** Opening Given records block **
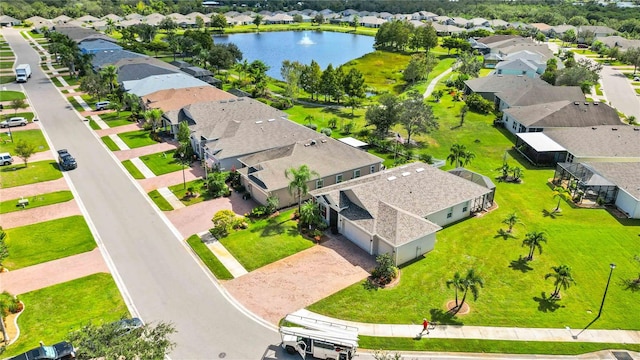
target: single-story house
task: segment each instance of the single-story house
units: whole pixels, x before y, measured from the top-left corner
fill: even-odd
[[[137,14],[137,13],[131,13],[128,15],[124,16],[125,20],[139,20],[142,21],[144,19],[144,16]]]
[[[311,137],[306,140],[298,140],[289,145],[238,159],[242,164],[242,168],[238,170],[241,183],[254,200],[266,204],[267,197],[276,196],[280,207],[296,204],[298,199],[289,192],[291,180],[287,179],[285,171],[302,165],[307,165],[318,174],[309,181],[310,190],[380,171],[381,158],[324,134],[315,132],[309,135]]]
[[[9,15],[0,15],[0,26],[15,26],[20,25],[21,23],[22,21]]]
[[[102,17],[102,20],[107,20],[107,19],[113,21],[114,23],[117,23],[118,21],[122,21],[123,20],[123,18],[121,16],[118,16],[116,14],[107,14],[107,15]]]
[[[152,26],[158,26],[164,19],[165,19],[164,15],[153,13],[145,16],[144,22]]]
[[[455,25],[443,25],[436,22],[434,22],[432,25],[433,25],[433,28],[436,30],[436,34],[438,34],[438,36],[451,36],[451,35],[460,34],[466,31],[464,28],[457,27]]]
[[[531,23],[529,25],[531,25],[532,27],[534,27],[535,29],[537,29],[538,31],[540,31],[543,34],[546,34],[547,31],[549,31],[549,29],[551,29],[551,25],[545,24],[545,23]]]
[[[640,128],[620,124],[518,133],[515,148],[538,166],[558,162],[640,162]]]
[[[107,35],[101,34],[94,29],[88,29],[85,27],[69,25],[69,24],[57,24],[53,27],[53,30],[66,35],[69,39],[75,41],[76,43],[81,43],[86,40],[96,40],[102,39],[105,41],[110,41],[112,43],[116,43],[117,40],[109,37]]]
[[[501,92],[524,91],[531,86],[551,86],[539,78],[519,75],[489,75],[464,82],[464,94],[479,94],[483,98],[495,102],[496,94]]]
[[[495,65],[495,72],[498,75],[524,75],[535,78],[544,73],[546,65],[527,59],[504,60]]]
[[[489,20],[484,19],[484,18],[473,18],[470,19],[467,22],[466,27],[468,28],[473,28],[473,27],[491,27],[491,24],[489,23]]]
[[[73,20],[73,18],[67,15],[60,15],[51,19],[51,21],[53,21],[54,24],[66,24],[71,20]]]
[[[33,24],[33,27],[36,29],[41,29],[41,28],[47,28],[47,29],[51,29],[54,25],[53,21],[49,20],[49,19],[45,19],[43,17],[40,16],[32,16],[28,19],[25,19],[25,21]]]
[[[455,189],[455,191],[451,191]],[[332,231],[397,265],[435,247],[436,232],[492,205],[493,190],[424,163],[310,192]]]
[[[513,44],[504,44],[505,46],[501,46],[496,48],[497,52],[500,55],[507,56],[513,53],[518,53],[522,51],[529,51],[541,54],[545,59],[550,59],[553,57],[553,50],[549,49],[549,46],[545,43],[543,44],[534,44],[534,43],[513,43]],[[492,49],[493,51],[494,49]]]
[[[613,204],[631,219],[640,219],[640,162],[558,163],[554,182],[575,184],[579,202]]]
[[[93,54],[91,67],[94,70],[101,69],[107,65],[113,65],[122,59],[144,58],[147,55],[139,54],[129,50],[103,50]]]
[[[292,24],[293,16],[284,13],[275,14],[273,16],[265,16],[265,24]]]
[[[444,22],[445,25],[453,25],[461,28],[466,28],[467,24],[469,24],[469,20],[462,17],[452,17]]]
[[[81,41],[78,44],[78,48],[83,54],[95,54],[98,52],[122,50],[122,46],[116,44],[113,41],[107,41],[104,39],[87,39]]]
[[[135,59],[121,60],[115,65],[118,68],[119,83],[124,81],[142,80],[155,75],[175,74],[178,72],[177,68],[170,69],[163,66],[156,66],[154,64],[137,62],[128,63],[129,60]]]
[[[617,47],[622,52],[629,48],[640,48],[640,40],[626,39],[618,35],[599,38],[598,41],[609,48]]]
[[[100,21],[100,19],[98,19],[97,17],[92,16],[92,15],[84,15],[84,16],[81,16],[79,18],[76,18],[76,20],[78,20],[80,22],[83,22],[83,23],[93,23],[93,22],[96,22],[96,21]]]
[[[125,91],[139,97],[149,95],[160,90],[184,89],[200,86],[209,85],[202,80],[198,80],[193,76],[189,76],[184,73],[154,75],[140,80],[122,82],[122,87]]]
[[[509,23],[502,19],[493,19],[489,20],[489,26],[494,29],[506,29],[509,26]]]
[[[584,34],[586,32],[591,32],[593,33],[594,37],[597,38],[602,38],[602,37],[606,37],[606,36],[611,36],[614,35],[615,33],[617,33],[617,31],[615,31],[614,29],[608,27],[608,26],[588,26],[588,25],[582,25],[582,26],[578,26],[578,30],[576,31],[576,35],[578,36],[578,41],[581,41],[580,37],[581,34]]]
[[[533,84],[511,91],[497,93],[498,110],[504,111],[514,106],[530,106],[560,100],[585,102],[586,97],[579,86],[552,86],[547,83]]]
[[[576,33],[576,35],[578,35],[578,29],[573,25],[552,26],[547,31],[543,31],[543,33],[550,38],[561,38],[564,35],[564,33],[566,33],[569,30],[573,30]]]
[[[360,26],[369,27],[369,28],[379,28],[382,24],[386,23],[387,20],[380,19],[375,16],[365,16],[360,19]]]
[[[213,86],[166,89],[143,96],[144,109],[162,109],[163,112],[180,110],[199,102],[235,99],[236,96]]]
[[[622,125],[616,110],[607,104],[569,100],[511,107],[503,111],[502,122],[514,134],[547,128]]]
** Closing Given records block **
** Opening Given records block **
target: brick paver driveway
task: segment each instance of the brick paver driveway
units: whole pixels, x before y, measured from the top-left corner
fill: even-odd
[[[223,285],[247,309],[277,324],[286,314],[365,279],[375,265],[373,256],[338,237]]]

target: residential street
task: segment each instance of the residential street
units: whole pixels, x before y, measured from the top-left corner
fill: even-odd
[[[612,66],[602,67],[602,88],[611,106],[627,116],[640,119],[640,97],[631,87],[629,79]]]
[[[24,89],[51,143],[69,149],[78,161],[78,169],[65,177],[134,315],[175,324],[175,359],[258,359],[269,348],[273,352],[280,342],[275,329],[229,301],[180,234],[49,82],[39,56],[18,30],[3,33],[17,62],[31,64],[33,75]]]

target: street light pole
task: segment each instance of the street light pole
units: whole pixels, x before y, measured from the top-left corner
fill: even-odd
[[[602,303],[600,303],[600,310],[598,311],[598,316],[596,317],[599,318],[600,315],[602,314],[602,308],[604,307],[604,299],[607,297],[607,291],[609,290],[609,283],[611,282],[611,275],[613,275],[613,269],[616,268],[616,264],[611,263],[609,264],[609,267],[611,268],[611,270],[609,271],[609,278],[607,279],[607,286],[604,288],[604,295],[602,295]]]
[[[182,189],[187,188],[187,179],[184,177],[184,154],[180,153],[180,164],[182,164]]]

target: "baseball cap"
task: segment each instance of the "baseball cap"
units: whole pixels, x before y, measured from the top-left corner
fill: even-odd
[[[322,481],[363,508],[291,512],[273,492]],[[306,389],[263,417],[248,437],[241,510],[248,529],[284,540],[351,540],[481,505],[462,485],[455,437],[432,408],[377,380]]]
** Closing Given records block **
** Opening Given records block **
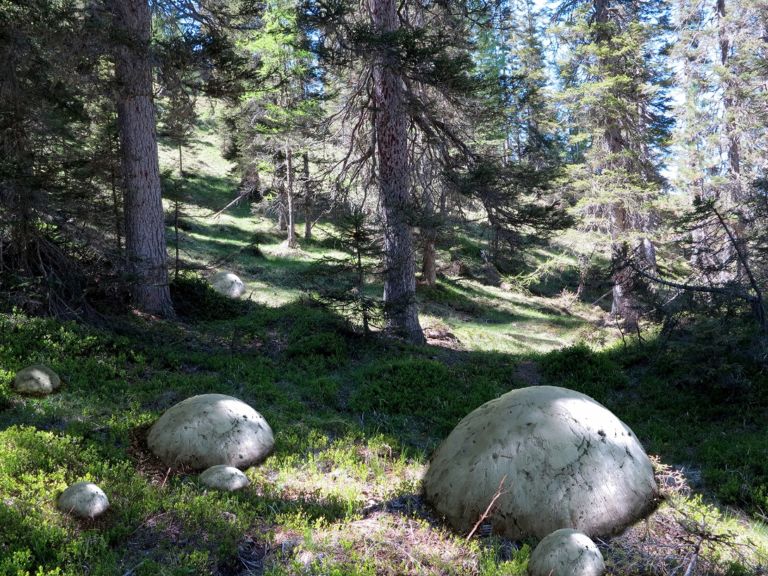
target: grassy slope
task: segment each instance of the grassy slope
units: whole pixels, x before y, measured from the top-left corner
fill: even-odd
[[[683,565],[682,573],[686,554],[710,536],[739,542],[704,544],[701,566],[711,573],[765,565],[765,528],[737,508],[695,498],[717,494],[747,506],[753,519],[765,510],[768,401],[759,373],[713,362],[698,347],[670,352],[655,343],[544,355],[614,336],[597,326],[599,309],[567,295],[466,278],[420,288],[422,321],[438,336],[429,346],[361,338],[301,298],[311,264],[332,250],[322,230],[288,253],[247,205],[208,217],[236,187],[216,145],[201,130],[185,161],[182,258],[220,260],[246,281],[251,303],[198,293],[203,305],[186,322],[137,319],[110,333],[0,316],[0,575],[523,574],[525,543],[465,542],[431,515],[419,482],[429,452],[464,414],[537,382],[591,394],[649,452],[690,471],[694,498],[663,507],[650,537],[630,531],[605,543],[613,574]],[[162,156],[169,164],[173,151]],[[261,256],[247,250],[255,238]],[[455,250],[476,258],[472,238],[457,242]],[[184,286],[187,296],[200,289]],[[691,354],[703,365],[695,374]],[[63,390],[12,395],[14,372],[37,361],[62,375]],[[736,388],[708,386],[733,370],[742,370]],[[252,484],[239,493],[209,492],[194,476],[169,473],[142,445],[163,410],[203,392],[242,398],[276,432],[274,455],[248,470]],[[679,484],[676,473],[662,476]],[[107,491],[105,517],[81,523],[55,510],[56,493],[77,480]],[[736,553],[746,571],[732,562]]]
** Closing Given records block **
= Task =
Copy every line of the data above in which the string "baseball" appears.

= Task output =
target: "baseball cap"
task: segment each instance of the "baseball cap"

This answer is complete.